▶ Work to be completed:
Rewrite all of the data below in full, shifting every point coordinate in the answers by -64 and keeping every other number unchanged.

— start of Supplied records —

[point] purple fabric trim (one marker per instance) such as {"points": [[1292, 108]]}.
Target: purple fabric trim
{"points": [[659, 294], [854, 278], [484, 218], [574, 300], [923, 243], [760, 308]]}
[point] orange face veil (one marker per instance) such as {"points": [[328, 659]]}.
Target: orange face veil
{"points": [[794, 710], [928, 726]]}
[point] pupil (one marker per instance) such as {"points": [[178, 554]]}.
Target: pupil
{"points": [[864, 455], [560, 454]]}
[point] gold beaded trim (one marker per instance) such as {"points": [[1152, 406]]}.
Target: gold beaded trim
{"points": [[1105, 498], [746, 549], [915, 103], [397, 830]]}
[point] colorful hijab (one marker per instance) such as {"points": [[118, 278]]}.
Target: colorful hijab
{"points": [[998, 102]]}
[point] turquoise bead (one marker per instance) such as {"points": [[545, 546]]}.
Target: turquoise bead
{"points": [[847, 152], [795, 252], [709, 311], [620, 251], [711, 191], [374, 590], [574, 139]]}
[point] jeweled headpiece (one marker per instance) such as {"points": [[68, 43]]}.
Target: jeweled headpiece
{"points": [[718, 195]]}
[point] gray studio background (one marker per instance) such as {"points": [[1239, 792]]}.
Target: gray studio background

— end of Supplied records —

▶ Worked solution:
[point] purple fabric trim (one marker per instance) such as {"points": [[1292, 108]]}.
Target: purple fabric trim
{"points": [[595, 230], [790, 214], [420, 154], [510, 236], [859, 179], [696, 244]]}
[point] orange face veil (one marker per instance) such as {"points": [[328, 659]]}.
Target: orange face veil
{"points": [[730, 646], [864, 662]]}
[point] pupil (one marker per instance) such as {"points": [[178, 554]]}.
Target: pupil
{"points": [[800, 391], [496, 390]]}
[point] gold beaded trim (one marker per instance) such as {"points": [[1152, 406]]}.
Target: gold beaded trim
{"points": [[1041, 434], [682, 485], [851, 39], [333, 766]]}
[point] colorful hijab (one marker per instance) such as {"points": [[118, 278]]}.
Target: colorful hijab
{"points": [[934, 38]]}
[point] turquoise bead (one marker per instance) such as {"points": [[545, 546]]}.
Target: turquoise bead
{"points": [[783, 88], [731, 188], [645, 247], [556, 187], [647, 127], [310, 526], [510, 75]]}
[point] jeweled headpiece (one marker per instance) such as {"points": [[68, 43]]}.
Target: jeweled headpiece
{"points": [[654, 131]]}
[point] gray studio background (one marker per instance) such as {"points": [[1239, 792]]}.
Target: gray studio background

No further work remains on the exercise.